(Records excerpted from a collection)
········

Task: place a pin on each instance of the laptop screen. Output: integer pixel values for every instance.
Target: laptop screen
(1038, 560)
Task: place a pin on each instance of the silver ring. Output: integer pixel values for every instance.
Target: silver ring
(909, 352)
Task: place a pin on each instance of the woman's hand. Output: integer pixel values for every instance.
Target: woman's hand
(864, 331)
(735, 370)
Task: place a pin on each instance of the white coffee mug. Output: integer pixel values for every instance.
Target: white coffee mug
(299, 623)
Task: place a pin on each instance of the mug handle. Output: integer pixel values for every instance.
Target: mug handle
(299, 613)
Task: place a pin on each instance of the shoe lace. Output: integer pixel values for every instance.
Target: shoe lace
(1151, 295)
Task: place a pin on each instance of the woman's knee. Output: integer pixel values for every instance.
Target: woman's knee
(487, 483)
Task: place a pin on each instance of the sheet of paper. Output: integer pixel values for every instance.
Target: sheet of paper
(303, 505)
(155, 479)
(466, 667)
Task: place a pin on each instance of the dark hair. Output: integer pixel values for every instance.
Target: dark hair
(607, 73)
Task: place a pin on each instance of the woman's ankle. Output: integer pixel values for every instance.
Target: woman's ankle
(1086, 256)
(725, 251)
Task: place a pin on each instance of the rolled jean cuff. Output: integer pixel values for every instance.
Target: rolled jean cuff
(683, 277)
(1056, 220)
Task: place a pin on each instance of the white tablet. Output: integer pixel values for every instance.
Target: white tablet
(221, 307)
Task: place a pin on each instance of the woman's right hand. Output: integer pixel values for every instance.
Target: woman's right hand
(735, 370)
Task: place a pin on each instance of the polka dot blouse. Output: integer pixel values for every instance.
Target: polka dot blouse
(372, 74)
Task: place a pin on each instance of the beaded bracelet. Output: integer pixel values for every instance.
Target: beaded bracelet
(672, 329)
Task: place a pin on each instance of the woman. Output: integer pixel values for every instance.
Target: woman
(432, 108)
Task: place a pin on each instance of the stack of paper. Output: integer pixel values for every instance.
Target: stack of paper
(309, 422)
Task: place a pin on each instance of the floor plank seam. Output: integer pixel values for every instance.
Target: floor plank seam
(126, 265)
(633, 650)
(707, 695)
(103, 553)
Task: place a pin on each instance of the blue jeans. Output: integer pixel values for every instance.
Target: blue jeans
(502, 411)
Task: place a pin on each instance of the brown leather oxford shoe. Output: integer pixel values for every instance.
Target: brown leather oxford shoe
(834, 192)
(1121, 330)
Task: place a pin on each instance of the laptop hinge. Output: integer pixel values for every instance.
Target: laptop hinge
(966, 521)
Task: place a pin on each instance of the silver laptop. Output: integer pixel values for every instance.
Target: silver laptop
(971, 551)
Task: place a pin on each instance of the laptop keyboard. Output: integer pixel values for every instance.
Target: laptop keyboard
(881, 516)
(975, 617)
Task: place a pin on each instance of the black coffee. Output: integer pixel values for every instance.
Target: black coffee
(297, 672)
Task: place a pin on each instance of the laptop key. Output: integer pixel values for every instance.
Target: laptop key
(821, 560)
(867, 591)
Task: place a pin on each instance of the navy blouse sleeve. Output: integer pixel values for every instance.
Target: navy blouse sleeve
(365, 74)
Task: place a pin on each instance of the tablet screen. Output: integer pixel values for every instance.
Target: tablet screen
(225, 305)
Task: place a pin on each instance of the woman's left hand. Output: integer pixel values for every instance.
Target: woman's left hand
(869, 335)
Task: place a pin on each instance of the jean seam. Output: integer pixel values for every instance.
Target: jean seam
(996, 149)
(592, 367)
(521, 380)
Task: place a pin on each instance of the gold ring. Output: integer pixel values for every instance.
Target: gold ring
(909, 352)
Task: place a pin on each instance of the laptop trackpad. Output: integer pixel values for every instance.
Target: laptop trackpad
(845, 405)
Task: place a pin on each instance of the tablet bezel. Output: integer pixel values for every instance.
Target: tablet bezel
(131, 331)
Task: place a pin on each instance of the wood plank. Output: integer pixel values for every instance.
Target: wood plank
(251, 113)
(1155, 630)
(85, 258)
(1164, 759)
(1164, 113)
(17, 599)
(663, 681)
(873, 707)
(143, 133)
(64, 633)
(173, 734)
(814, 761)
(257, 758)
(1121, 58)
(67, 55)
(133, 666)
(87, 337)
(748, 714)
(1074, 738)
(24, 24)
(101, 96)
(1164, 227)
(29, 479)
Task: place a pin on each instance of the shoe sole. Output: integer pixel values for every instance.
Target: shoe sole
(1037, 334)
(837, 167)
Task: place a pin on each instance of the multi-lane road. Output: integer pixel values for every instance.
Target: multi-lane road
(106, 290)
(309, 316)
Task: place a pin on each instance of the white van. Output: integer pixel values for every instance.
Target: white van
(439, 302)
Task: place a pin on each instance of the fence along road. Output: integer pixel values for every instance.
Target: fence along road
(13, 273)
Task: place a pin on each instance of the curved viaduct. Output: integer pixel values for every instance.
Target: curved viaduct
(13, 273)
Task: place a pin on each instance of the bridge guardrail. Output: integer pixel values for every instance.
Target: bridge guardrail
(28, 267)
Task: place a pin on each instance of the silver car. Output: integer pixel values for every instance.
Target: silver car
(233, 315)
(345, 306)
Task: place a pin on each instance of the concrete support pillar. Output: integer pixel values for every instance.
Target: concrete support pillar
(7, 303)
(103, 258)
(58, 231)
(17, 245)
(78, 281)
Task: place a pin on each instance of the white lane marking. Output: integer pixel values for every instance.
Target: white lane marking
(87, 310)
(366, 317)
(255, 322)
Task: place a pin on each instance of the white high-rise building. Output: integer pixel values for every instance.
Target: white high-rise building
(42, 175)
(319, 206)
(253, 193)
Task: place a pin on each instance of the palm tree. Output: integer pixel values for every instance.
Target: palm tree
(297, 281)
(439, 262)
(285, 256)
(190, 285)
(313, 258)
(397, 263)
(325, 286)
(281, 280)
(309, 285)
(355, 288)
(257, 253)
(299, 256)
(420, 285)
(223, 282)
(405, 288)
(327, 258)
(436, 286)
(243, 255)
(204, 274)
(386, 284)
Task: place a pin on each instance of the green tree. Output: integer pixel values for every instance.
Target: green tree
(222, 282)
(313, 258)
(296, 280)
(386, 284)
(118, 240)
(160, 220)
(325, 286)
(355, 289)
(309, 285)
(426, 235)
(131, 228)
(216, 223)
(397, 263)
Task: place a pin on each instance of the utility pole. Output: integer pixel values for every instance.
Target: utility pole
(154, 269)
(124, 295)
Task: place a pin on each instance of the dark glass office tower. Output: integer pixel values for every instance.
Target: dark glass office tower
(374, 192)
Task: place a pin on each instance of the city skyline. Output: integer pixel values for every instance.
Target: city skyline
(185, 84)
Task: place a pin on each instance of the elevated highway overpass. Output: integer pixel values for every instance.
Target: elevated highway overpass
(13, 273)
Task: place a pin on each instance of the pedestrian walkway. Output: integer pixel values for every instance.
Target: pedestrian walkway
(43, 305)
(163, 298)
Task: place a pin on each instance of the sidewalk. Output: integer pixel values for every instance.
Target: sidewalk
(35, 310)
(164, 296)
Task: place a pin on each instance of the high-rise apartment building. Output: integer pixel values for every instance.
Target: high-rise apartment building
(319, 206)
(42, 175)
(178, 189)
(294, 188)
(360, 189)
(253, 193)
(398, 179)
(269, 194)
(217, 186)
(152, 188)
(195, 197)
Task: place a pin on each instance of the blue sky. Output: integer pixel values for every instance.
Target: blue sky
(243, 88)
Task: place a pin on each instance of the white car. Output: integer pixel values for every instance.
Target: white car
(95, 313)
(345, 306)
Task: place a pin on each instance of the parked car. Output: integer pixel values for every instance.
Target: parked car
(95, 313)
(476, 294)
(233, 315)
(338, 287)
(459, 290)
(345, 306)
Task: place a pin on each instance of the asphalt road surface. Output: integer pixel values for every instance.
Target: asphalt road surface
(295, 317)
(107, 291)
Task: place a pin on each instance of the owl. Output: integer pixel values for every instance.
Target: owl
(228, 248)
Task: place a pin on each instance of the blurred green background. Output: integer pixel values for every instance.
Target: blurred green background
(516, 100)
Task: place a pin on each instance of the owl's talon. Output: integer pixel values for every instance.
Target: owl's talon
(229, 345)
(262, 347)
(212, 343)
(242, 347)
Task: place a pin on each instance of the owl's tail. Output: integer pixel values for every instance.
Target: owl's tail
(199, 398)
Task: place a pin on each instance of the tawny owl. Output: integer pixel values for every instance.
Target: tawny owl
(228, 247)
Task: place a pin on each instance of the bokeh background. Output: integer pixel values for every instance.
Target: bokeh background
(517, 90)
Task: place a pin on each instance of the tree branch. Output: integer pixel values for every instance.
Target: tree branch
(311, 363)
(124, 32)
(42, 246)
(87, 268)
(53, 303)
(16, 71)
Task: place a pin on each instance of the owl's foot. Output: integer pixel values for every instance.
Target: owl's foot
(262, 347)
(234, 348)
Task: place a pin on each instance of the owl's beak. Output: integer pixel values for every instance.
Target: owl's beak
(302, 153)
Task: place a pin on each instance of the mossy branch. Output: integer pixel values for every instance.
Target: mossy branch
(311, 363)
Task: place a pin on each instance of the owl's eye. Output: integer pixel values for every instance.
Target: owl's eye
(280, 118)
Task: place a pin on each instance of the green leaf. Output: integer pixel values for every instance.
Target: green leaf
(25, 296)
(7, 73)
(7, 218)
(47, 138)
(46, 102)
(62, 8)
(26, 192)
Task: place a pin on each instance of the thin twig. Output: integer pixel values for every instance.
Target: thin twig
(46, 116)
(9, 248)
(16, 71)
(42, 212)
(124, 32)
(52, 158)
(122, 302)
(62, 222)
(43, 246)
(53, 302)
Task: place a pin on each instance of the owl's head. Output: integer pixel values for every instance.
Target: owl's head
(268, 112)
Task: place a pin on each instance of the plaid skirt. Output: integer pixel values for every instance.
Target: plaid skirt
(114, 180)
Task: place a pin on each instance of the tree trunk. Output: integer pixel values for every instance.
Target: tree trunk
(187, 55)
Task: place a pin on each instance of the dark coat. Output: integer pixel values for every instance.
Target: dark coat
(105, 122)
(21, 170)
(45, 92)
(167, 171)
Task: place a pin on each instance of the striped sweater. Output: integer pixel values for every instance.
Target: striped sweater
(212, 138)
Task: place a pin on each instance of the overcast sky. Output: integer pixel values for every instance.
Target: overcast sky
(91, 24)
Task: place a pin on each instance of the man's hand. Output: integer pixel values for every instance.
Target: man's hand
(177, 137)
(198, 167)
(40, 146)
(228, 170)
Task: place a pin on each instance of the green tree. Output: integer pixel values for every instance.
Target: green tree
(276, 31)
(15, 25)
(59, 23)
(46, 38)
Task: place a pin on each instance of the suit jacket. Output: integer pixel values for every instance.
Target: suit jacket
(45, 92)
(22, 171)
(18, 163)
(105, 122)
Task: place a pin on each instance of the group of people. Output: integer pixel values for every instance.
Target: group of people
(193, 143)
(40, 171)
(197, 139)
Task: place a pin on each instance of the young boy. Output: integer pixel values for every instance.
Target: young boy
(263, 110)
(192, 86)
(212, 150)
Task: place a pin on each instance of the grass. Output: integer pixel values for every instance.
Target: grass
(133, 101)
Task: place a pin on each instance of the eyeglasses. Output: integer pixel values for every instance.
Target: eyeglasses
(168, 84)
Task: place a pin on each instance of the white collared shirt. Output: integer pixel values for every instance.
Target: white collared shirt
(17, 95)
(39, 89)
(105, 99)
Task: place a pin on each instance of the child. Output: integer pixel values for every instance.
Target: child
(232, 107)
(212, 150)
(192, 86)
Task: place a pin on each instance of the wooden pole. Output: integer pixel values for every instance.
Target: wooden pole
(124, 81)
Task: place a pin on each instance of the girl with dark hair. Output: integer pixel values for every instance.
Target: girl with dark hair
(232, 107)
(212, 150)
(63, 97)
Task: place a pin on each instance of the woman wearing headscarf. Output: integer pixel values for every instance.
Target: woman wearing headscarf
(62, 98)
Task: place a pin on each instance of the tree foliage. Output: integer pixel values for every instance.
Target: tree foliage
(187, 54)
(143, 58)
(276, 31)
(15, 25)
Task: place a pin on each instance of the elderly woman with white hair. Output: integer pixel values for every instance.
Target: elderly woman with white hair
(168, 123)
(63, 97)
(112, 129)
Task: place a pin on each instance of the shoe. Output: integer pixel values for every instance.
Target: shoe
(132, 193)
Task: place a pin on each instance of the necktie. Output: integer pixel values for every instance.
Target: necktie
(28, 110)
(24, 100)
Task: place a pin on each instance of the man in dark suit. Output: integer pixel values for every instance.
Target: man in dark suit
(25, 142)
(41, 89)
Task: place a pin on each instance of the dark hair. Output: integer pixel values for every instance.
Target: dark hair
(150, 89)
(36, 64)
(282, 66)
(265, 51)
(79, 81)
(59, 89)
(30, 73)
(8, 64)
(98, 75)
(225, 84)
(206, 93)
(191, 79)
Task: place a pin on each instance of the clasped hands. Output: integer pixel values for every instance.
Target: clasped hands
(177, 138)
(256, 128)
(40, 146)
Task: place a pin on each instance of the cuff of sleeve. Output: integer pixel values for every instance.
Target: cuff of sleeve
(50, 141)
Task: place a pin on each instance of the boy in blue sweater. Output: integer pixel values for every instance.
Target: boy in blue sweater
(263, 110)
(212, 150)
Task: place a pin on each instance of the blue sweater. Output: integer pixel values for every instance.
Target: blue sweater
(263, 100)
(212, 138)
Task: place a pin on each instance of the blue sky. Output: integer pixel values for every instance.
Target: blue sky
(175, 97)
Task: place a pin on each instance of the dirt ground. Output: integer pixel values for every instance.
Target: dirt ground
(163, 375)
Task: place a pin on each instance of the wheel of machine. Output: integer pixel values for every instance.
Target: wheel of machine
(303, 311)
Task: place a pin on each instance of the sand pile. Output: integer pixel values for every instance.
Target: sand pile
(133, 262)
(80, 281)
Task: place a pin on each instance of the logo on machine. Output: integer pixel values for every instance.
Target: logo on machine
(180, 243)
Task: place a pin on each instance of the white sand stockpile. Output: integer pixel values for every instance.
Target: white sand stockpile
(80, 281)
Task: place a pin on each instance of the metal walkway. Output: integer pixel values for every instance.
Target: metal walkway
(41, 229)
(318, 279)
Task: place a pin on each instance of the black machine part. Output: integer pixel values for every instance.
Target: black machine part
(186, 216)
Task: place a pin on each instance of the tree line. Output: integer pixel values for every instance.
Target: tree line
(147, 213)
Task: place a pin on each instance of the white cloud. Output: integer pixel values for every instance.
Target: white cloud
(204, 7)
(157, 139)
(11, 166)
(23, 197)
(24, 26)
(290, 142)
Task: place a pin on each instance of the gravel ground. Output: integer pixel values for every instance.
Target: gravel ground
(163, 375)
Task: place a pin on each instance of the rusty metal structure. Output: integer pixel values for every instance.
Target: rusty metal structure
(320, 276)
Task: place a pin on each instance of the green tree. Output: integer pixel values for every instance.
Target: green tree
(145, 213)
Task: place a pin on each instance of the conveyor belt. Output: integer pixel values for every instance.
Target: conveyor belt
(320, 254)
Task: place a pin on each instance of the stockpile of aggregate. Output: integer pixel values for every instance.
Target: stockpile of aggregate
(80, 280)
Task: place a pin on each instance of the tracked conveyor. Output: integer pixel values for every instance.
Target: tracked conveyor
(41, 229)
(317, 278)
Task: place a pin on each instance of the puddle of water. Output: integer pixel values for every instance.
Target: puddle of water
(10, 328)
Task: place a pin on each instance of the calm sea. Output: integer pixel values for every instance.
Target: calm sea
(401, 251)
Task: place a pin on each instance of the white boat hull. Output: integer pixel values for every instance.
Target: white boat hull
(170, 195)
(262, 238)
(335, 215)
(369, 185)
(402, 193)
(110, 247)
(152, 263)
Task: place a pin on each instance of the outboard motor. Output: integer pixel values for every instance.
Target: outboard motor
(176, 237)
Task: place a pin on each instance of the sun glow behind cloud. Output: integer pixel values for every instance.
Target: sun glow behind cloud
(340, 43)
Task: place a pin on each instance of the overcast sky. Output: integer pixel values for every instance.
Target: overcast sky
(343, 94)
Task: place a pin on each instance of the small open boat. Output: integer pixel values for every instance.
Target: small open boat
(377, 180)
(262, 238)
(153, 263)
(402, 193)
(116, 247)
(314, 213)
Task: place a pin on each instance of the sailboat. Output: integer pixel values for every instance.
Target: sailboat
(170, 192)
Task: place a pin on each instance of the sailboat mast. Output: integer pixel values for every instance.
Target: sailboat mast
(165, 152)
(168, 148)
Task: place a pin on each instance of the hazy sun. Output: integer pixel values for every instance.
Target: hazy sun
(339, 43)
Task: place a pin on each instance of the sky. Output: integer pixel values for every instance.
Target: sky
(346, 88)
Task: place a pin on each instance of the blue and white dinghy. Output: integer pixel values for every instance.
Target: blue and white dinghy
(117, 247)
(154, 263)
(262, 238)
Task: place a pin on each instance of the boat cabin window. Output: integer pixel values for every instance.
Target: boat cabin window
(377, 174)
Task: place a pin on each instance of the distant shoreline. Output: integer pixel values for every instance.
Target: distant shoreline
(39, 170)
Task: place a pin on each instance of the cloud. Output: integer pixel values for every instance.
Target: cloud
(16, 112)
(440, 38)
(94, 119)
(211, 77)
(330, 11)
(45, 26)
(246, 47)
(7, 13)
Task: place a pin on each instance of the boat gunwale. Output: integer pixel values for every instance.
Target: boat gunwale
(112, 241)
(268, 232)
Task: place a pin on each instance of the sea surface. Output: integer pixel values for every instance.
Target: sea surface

········

◆ TASK GOAL
Copy range, inclusive: the line holding "Task: place a pin on each instance of the tree trunk." to the line holding "Task: place a pin on each instance of the white collared". Reproduce exactly those lines of the records above and no others.

◆ TASK ANSWER
Task: place a pin on each instance of the tree trunk. Output: integer pixel values for every instance.
Target: tree trunk
(187, 55)
Task: place a pin on each instance of the dark coat. Output: integer pixel values for every instance.
Target: dark coat
(105, 122)
(21, 170)
(45, 92)
(167, 171)
Task: place a pin on each instance of the striped sweater. Output: integer pixel values for every instance.
Target: striped sweater
(212, 138)
Task: place a pin on each instance of the overcast sky. Output: integer pixel values for every instance.
Target: overcast sky
(91, 24)
Task: place a pin on each instance of the man's hand. Output: integer pixel values for every instance.
Target: man's hand
(177, 137)
(198, 167)
(40, 146)
(228, 170)
Task: place a pin on each instance of the green tree. Output: integer pixel values for every instance.
Target: green tree
(276, 31)
(15, 25)
(59, 23)
(46, 38)
Task: place a pin on each instance of the suit jacket. Output: integer pixel values for every instance.
Target: suit jacket
(45, 92)
(22, 171)
(18, 163)
(105, 122)
Task: place a pin on each instance of the group of people. Output: integer pixel values for every instance.
Target: group of people
(193, 143)
(40, 171)
(197, 139)
Task: place a pin on each instance of the young boy. Output: integer pixel values for every instance.
Target: young boy
(263, 110)
(192, 86)
(212, 150)
Task: place a pin on each instance of the grass. Output: integer pixel values for every instance.
Target: grass
(133, 101)
Task: place a pin on each instance of the eyeglasses. Output: integer pixel values for every instance.
Target: eyeglasses
(168, 84)
Task: place a pin on each instance of the white collared shirt. Output: integer pixel values for every instance.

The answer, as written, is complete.